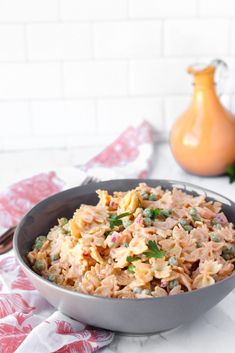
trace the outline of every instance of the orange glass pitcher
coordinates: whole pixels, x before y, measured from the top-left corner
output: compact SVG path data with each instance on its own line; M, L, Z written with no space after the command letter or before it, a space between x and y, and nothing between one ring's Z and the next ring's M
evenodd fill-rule
M223 107L215 89L215 72L221 66L226 64L214 60L208 66L188 68L194 75L192 101L171 130L175 159L192 174L220 175L235 162L235 117Z

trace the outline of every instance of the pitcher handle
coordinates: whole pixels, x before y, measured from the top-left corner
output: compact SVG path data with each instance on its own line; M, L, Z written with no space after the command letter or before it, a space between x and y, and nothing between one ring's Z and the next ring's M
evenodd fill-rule
M228 77L228 65L221 59L212 60L211 65L215 67L215 86L218 96L221 97Z

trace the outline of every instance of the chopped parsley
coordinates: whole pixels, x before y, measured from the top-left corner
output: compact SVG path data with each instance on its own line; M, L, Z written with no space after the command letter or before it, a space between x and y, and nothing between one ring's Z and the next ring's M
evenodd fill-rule
M148 259L151 259L152 257L155 259L160 259L161 257L165 256L165 252L158 248L155 241L149 240L147 246L149 251L145 252L144 254Z

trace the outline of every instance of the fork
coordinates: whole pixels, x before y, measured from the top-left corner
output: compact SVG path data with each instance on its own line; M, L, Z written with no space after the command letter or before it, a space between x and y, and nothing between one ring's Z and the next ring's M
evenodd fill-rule
M97 182L99 182L99 179L88 175L80 185L88 185ZM13 236L16 227L17 226L11 227L0 235L0 255L5 254L12 249Z

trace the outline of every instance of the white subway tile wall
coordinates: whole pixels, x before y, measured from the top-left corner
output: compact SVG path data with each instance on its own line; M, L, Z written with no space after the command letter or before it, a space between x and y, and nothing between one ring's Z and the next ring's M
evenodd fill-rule
M234 0L0 0L0 151L101 145L143 119L167 137L187 66L213 58L235 111Z

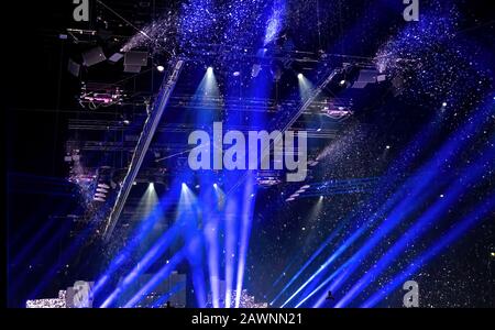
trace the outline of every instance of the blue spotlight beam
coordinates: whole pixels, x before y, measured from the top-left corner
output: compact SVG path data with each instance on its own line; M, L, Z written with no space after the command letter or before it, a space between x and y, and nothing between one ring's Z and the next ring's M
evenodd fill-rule
M172 260L163 266L158 273L156 273L153 278L151 278L125 305L124 308L132 308L138 302L141 301L153 288L161 284L165 278L167 278L170 273L177 267L177 265L184 260L185 251L184 249L177 252Z
M492 154L488 153L491 158ZM484 161L475 163L473 166L469 166L464 175L451 185L446 190L449 191L443 199L438 200L428 211L419 218L419 220L383 255L383 257L369 270L365 275L358 280L358 283L348 292L348 294L336 304L336 307L344 307L349 304L355 296L359 295L367 285L370 285L378 274L385 270L395 257L407 248L408 244L414 242L420 235L425 234L426 230L436 223L437 219L441 219L442 213L444 213L448 208L454 204L459 198L461 198L466 191L465 187L473 184L483 175ZM364 257L364 255L363 255ZM362 260L362 257L360 258ZM355 263L353 268L356 268L359 263ZM350 273L348 273L349 275ZM342 285L343 280L339 283ZM324 297L323 297L324 299ZM322 299L318 301L321 304Z
M144 156L150 147L150 143L153 139L153 135L155 134L160 120L162 119L162 114L165 110L165 107L167 106L170 95L174 91L175 85L177 84L183 66L184 66L183 59L174 59L170 65L172 69L168 76L164 78L164 81L161 87L161 92L158 94L154 109L151 111L148 118L146 119L146 122L144 123L143 131L138 141L134 154L131 160L131 164L129 165L128 173L123 179L122 187L119 191L119 195L117 196L116 204L106 223L106 228L103 231L103 239L107 242L111 238L117 221L119 221L120 213L123 210L125 200L128 199L132 185L141 168L141 164L143 163Z
M416 274L416 272L418 272L418 270L422 265L425 265L427 262L442 252L442 250L451 245L462 234L465 234L468 230L485 220L485 217L493 212L494 209L495 194L492 194L492 196L481 206L479 206L473 212L464 217L461 221L455 222L455 226L453 226L444 235L442 235L435 245L432 245L419 257L417 257L406 270L397 274L387 285L381 287L373 296L364 301L361 307L370 308L382 301L392 290L402 285L407 278Z
M284 133L290 127L296 122L296 120L311 106L311 103L316 100L316 98L321 94L321 91L333 80L333 78L342 73L342 68L336 68L333 69L330 75L323 79L318 86L308 92L307 98L304 100L304 102L295 108L293 112L286 112L286 111L278 111L274 119L270 122L270 131L278 130L280 133ZM270 156L270 153L266 151L271 148L273 145L268 145L266 150L262 151L262 155ZM263 162L262 158L258 160L258 163L261 164ZM242 183L246 179L248 173L241 177L232 187L229 189L228 195L235 191Z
.....
**Your instructions:**
How many of the lines above contain the string "outline"? Reply with the number alone.

**Output below:**
6